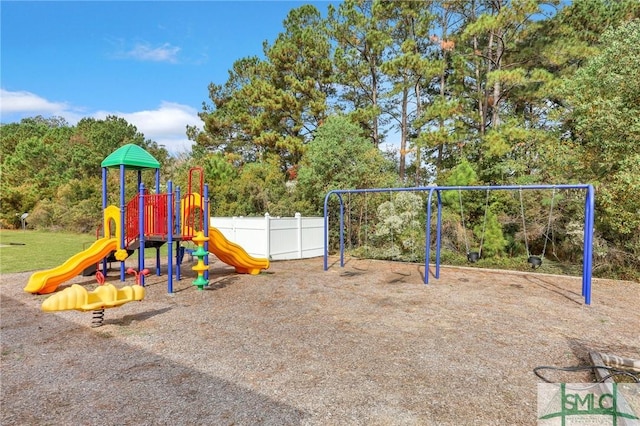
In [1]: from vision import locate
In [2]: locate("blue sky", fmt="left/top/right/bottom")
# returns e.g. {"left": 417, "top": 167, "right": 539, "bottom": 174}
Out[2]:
{"left": 1, "top": 1, "right": 335, "bottom": 153}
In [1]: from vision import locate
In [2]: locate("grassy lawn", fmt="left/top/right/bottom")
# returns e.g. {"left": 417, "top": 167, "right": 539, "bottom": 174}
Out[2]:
{"left": 0, "top": 230, "right": 170, "bottom": 274}
{"left": 0, "top": 230, "right": 96, "bottom": 274}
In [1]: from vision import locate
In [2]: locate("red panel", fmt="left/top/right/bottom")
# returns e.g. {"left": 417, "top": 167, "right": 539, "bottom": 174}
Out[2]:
{"left": 125, "top": 195, "right": 140, "bottom": 247}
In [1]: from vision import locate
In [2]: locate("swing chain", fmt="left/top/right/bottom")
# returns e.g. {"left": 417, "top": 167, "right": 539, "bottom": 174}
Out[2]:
{"left": 389, "top": 190, "right": 394, "bottom": 260}
{"left": 519, "top": 187, "right": 531, "bottom": 257}
{"left": 541, "top": 187, "right": 556, "bottom": 259}
{"left": 478, "top": 189, "right": 490, "bottom": 258}
{"left": 364, "top": 191, "right": 368, "bottom": 257}
{"left": 458, "top": 189, "right": 471, "bottom": 254}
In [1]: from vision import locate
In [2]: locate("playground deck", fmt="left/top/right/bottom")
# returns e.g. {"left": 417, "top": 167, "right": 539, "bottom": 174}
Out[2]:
{"left": 1, "top": 256, "right": 638, "bottom": 424}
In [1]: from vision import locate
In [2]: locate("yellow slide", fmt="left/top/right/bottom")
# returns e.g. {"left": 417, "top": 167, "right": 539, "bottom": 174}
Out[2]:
{"left": 24, "top": 238, "right": 118, "bottom": 295}
{"left": 208, "top": 227, "right": 269, "bottom": 275}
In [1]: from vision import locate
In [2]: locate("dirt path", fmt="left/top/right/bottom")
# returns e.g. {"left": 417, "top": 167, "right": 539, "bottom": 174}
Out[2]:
{"left": 1, "top": 257, "right": 638, "bottom": 425}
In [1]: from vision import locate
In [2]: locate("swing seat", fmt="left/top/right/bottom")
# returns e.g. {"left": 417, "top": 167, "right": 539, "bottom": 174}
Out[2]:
{"left": 467, "top": 252, "right": 480, "bottom": 263}
{"left": 528, "top": 256, "right": 543, "bottom": 269}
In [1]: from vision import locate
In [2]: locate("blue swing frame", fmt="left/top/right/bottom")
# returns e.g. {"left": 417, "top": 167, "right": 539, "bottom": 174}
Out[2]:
{"left": 323, "top": 184, "right": 596, "bottom": 305}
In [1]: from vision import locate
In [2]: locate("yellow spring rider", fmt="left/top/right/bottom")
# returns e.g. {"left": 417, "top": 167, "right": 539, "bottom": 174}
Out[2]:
{"left": 41, "top": 268, "right": 147, "bottom": 326}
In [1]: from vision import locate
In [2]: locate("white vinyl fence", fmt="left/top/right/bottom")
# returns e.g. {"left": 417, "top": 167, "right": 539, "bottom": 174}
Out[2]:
{"left": 210, "top": 213, "right": 324, "bottom": 260}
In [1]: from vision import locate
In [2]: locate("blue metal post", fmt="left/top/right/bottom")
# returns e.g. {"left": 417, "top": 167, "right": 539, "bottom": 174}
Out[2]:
{"left": 435, "top": 190, "right": 443, "bottom": 279}
{"left": 583, "top": 185, "right": 595, "bottom": 305}
{"left": 323, "top": 191, "right": 332, "bottom": 271}
{"left": 155, "top": 247, "right": 161, "bottom": 276}
{"left": 138, "top": 183, "right": 145, "bottom": 286}
{"left": 425, "top": 189, "right": 435, "bottom": 284}
{"left": 175, "top": 186, "right": 181, "bottom": 281}
{"left": 120, "top": 164, "right": 126, "bottom": 282}
{"left": 167, "top": 180, "right": 173, "bottom": 293}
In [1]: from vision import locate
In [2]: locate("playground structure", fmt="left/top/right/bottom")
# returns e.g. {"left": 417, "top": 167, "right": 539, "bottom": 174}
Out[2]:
{"left": 323, "top": 184, "right": 595, "bottom": 305}
{"left": 24, "top": 144, "right": 270, "bottom": 299}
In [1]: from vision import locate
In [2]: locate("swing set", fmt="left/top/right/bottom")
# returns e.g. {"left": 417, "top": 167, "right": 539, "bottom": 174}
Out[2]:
{"left": 323, "top": 184, "right": 595, "bottom": 305}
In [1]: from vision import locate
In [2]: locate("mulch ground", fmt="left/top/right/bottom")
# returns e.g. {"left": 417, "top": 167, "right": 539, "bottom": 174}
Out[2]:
{"left": 1, "top": 256, "right": 638, "bottom": 425}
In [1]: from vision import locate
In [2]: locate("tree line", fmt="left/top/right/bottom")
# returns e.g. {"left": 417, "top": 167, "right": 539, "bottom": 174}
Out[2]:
{"left": 1, "top": 116, "right": 170, "bottom": 231}
{"left": 1, "top": 0, "right": 638, "bottom": 279}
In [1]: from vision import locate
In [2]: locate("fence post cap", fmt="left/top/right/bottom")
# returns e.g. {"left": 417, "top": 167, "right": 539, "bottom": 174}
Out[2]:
{"left": 295, "top": 212, "right": 301, "bottom": 218}
{"left": 264, "top": 212, "right": 270, "bottom": 217}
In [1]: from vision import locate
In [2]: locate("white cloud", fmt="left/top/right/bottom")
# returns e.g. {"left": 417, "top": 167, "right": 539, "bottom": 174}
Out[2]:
{"left": 0, "top": 89, "right": 202, "bottom": 155}
{"left": 125, "top": 42, "right": 181, "bottom": 63}
{"left": 0, "top": 88, "right": 69, "bottom": 115}
{"left": 93, "top": 102, "right": 201, "bottom": 154}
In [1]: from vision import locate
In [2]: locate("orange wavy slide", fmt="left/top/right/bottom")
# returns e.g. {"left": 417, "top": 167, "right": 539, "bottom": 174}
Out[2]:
{"left": 24, "top": 238, "right": 118, "bottom": 295}
{"left": 208, "top": 227, "right": 269, "bottom": 275}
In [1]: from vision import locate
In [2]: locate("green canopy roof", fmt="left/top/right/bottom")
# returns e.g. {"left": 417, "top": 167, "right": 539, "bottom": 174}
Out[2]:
{"left": 101, "top": 144, "right": 160, "bottom": 170}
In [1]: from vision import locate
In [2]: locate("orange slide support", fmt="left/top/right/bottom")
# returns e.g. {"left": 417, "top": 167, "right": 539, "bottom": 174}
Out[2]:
{"left": 24, "top": 238, "right": 118, "bottom": 295}
{"left": 208, "top": 227, "right": 269, "bottom": 275}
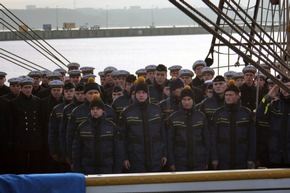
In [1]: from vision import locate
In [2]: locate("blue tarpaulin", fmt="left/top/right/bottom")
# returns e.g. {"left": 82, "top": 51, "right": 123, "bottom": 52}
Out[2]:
{"left": 0, "top": 173, "right": 85, "bottom": 193}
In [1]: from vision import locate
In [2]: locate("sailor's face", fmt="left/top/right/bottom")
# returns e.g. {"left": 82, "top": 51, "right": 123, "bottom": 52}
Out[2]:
{"left": 0, "top": 77, "right": 6, "bottom": 87}
{"left": 135, "top": 90, "right": 148, "bottom": 102}
{"left": 181, "top": 96, "right": 194, "bottom": 109}
{"left": 90, "top": 107, "right": 104, "bottom": 118}
{"left": 281, "top": 82, "right": 290, "bottom": 98}
{"left": 180, "top": 76, "right": 192, "bottom": 85}
{"left": 21, "top": 85, "right": 33, "bottom": 97}
{"left": 225, "top": 91, "right": 240, "bottom": 104}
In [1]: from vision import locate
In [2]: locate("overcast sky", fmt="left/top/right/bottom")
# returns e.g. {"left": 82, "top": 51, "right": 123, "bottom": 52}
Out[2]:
{"left": 1, "top": 0, "right": 216, "bottom": 9}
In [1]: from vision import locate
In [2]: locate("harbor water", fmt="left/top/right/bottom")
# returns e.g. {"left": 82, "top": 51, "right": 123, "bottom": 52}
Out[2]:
{"left": 0, "top": 34, "right": 238, "bottom": 84}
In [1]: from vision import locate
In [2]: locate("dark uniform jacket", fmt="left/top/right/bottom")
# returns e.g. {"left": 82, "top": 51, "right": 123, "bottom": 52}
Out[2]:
{"left": 0, "top": 97, "right": 12, "bottom": 151}
{"left": 240, "top": 83, "right": 256, "bottom": 111}
{"left": 119, "top": 99, "right": 166, "bottom": 173}
{"left": 59, "top": 97, "right": 83, "bottom": 158}
{"left": 66, "top": 99, "right": 116, "bottom": 159}
{"left": 72, "top": 115, "right": 123, "bottom": 174}
{"left": 0, "top": 85, "right": 10, "bottom": 97}
{"left": 111, "top": 95, "right": 130, "bottom": 123}
{"left": 1, "top": 91, "right": 18, "bottom": 100}
{"left": 256, "top": 94, "right": 290, "bottom": 164}
{"left": 192, "top": 77, "right": 204, "bottom": 88}
{"left": 198, "top": 91, "right": 224, "bottom": 124}
{"left": 159, "top": 95, "right": 180, "bottom": 123}
{"left": 167, "top": 106, "right": 209, "bottom": 171}
{"left": 210, "top": 102, "right": 256, "bottom": 170}
{"left": 48, "top": 99, "right": 71, "bottom": 161}
{"left": 10, "top": 92, "right": 43, "bottom": 151}
{"left": 41, "top": 95, "right": 64, "bottom": 151}
{"left": 149, "top": 80, "right": 170, "bottom": 104}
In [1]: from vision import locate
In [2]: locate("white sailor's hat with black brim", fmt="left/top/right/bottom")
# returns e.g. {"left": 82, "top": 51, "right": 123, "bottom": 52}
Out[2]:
{"left": 179, "top": 69, "right": 194, "bottom": 77}
{"left": 46, "top": 72, "right": 62, "bottom": 79}
{"left": 0, "top": 71, "right": 7, "bottom": 78}
{"left": 19, "top": 77, "right": 34, "bottom": 86}
{"left": 103, "top": 66, "right": 117, "bottom": 75}
{"left": 145, "top": 65, "right": 157, "bottom": 72}
{"left": 192, "top": 60, "right": 206, "bottom": 71}
{"left": 68, "top": 70, "right": 82, "bottom": 77}
{"left": 98, "top": 71, "right": 105, "bottom": 77}
{"left": 48, "top": 80, "right": 64, "bottom": 88}
{"left": 135, "top": 69, "right": 147, "bottom": 76}
{"left": 80, "top": 67, "right": 95, "bottom": 73}
{"left": 82, "top": 74, "right": 97, "bottom": 82}
{"left": 67, "top": 62, "right": 80, "bottom": 70}
{"left": 41, "top": 70, "right": 52, "bottom": 77}
{"left": 242, "top": 65, "right": 257, "bottom": 74}
{"left": 54, "top": 68, "right": 67, "bottom": 75}
{"left": 232, "top": 72, "right": 244, "bottom": 80}
{"left": 224, "top": 71, "right": 236, "bottom": 78}
{"left": 201, "top": 67, "right": 215, "bottom": 76}
{"left": 168, "top": 65, "right": 182, "bottom": 72}
{"left": 255, "top": 72, "right": 267, "bottom": 80}
{"left": 28, "top": 71, "right": 43, "bottom": 78}
{"left": 8, "top": 77, "right": 22, "bottom": 85}
{"left": 113, "top": 70, "right": 130, "bottom": 77}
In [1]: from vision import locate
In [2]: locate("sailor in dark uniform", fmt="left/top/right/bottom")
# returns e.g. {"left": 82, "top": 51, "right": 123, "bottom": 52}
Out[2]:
{"left": 232, "top": 72, "right": 245, "bottom": 88}
{"left": 68, "top": 69, "right": 82, "bottom": 85}
{"left": 54, "top": 68, "right": 67, "bottom": 82}
{"left": 0, "top": 97, "right": 13, "bottom": 173}
{"left": 40, "top": 70, "right": 51, "bottom": 88}
{"left": 10, "top": 77, "right": 43, "bottom": 174}
{"left": 192, "top": 60, "right": 206, "bottom": 87}
{"left": 59, "top": 83, "right": 84, "bottom": 166}
{"left": 67, "top": 62, "right": 80, "bottom": 71}
{"left": 72, "top": 94, "right": 123, "bottom": 174}
{"left": 149, "top": 64, "right": 169, "bottom": 104}
{"left": 66, "top": 78, "right": 116, "bottom": 166}
{"left": 37, "top": 71, "right": 62, "bottom": 99}
{"left": 199, "top": 67, "right": 215, "bottom": 93}
{"left": 167, "top": 85, "right": 209, "bottom": 171}
{"left": 144, "top": 64, "right": 157, "bottom": 85}
{"left": 159, "top": 77, "right": 184, "bottom": 123}
{"left": 98, "top": 71, "right": 106, "bottom": 86}
{"left": 210, "top": 81, "right": 256, "bottom": 170}
{"left": 0, "top": 71, "right": 10, "bottom": 96}
{"left": 239, "top": 65, "right": 257, "bottom": 112}
{"left": 114, "top": 70, "right": 130, "bottom": 89}
{"left": 80, "top": 66, "right": 95, "bottom": 76}
{"left": 168, "top": 65, "right": 182, "bottom": 79}
{"left": 48, "top": 82, "right": 75, "bottom": 172}
{"left": 179, "top": 69, "right": 205, "bottom": 104}
{"left": 224, "top": 71, "right": 236, "bottom": 83}
{"left": 41, "top": 79, "right": 64, "bottom": 172}
{"left": 135, "top": 68, "right": 147, "bottom": 79}
{"left": 119, "top": 77, "right": 167, "bottom": 173}
{"left": 28, "top": 70, "right": 45, "bottom": 96}
{"left": 103, "top": 66, "right": 117, "bottom": 104}
{"left": 1, "top": 77, "right": 21, "bottom": 100}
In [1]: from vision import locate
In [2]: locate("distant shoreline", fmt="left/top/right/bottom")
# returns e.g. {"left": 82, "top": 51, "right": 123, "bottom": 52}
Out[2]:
{"left": 0, "top": 26, "right": 212, "bottom": 41}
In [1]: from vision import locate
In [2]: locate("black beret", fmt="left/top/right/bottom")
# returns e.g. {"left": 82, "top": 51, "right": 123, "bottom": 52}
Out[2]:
{"left": 155, "top": 64, "right": 167, "bottom": 72}
{"left": 63, "top": 82, "right": 75, "bottom": 90}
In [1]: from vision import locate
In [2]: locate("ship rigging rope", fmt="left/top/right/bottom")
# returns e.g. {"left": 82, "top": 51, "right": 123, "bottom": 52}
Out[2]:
{"left": 0, "top": 20, "right": 65, "bottom": 69}
{"left": 0, "top": 48, "right": 49, "bottom": 71}
{"left": 209, "top": 0, "right": 290, "bottom": 74}
{"left": 0, "top": 3, "right": 70, "bottom": 70}
{"left": 169, "top": 0, "right": 290, "bottom": 94}
{"left": 197, "top": 0, "right": 288, "bottom": 75}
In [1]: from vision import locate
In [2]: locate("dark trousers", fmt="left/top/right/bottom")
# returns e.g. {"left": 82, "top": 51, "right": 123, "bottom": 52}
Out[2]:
{"left": 12, "top": 150, "right": 42, "bottom": 174}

# [Work item]
Answer with a single number: the count of lines in the entries that hold the word "dark".

# [Answer]
3